WHAT TO WORK ON:
A: In the Peter Pan dialogue, where does Hook say the route to Peter's hiding place begins?
B: Name every place mentioned by name in the Peter Pan dialogue.
C: Please extend the Peter Pan dialogue with new lines that pick up after its final line.

** Start EXTRACT **

The way of a man with a maid.
_________________________________
Taking the best years
of her life and then
_________________________________
casting her aside
_________________________________
like an old glove!
_________________________________
Ain't it a bloomin' (HICCUPS) shame?
_________________________________
But we mustn't judge
Peter too harshly, me dear.
_________________________________
It's that Wendy who's to blame.
_________________________________
Mr. Smee, we must
save the lad from himself.
_________________________________
But how?
_________________________________
We've so little time.
We sail in the morning.
_________________________________
Sail! That's it, Smee!
_________________________________
We'll shanghai Wendy.
_________________________________
"Shanghai Wendy", captain?
_________________________________
Take her to sea with us.
_________________________________
With her gone, Peter will soon
forget this mad infatuation.
_________________________________
Come, Smee,
we must leave immediately.
_________________________________
Surround Peter's home...
_________________________________
But, captain, we...
_________________________________
We don't know where Peter Pan lives!
_________________________________
Great Scott, you're right, Smee!
_________________________________
What's that, my dear?
_________________________________
You could show us the way?
Why, I never thought of that.
_________________________________
-Take this down, Smee.
-"Take this down, Smee".
_________________________________
Aye, aye, captain.
_________________________________
-HOOK: Start at Pegleg Point.
-"Start at Pegleg Point".
_________________________________
HOOK: Forty paces west
of Blindman's Bluff.
_________________________________
"Blindman's Bluff".
_________________________________
Yes, yes.
_________________________________
Hop, skip and a jump
across Crocodile Creek.
_________________________________
Then... Nor' by nor'east, one, two, three.
_________________________________
Well, get on with it... Continue, my dear.
_________________________________
I mustn't harm Peter?
_________________________________
Madam, Captain Hook gives his word
_________________________________
not to lay a finger
_________________________________
or a hook on Peter Pan.
_________________________________
Ah... Hangman's Tree.
_________________________________
So that's the entrance
to his hiding place.
_________________________________
Thank you, me dear.
You've been most helpful.
_________________________________
(CHANTING)
_________________________________
(SINGING) What makes red men red?
_________________________________
Big Chief Flying Eagle
greets his braves.
_________________________________
How.
_________________________________
-How, chief.
-How, chief, how!
_________________________________
-How.
-How.
_________________________________
Big chief greets little mother.
_________________________________
How.
_________________________________
Ugh.
_________________________________
Aw, Wendy, is that all you have to say?
_________________________________
-Everyone else thinks I'm wonderful.
-Especially Tiger Lily.
_________________________________
-Tiger Lily?
-John!
_________________________________
WENDY: Michael! Take off
that war paint and get ready for bed.
_________________________________
-Bed?
-Brave no sleep.
_________________________________
Go for days without sleep.
_________________________________
-But we're going home in the morning.
-JOHN: Home!
_________________________________
-WENDY: And...
-Oh, Wendy, we don't want to go home.

** End EXTRACT **
** Start DATA EXCERPTS **

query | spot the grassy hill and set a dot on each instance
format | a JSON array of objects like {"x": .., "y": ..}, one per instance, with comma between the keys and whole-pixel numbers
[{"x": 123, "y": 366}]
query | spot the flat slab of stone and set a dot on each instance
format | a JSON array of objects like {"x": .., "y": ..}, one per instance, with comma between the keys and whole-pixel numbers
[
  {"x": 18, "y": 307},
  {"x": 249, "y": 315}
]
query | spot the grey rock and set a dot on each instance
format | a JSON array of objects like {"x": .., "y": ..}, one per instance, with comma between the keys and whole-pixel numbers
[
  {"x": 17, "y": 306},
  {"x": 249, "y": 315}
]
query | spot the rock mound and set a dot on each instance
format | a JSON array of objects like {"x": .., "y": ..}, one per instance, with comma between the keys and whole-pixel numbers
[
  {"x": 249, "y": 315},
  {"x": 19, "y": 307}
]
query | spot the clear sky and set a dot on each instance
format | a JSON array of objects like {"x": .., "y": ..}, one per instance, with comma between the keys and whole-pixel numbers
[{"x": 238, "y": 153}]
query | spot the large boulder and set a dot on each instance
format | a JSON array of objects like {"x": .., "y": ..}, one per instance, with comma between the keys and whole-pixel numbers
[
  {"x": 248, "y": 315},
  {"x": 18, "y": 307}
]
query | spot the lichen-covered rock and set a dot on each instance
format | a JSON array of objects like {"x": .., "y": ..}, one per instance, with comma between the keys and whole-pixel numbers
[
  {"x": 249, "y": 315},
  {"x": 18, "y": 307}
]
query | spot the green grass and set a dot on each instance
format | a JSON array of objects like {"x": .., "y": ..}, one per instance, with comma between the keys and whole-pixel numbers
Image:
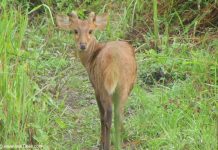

** End DATA EXCERPTS **

ANSWERS FOR THE TASKS:
A: Pegleg Point.

B: Pegleg Point, Blindman's Bluff, Crocodile Creek, Hangman's Tree

C:
_________________________________
No go home. Stay many moons.
Have heap big time.
_________________________________
Now, Peter, let's stop pretending
and be practical.
_________________________________
-Chief Flying Eagle has spoken.
-(BOYS CHEERING)
_________________________________
Oh, for goodness sake. Please, boys.
_________________________________
Do you want to stay here
and grow up like savages?
_________________________________
-Of course.
-But you can't.
_________________________________
You need a mother. We all do.
_________________________________
Aren't you our mother, Wendy?
_________________________________
Michael, of course not! Surely,
you haven't forgotten our real mother!
_________________________________
Did she have silky ears
_________________________________
and wear a fur coat?
_________________________________
Oh, no, Michael. That was Nana.
_________________________________
I think I had a mother once.
_________________________________
BOTH: What was she like?
_________________________________
I forget.
_________________________________
-I had a white rat!
-That's no mother!
_________________________________
Hey, who ya shovin'?
_________________________________
(ALL CLAMOURING)
_________________________________
No, no, boys! Please.
I'll tell you what a mother is.
_________________________________
-Yeah, tell us.
-Please, Wendy.
_________________________________
Well, a mother, a real mother,
_________________________________
is the most wonderful person
in the world.
_________________________________
She's the angel voice
_________________________________
that bids you good night,
_________________________________
kisses your cheek,
_________________________________
whispers, "Sleep tight".
_________________________________
WENDY: (SINGING) Your mother
_________________________________
And mine
_________________________________
Your mother
_________________________________
And mine
_________________________________
The helping hand
that guides you along
_________________________________
Whether you're right
_________________________________
Whether you're wrong
_________________________________
Your mother
_________________________________
And mine
_________________________________
Your mother
_________________________________
And mine
_________________________________
What makes mothers
all that they are
_________________________________
Might as well ask
_________________________________
What makes a star
_________________________________
Ask your heart to tell you her worth
_________________________________
Your heart will say
_________________________________
Heaven on earth
_________________________________
Another word
_________________________________
For divine
_________________________________
Your mother
_________________________________
And mine
_________________________________
I wanna see my mother.
_________________________________
Yes, Michael.
_________________________________
I propose we leave for home at once.
_________________________________
-Could I go too, Wendy?
-Me too, Wendy!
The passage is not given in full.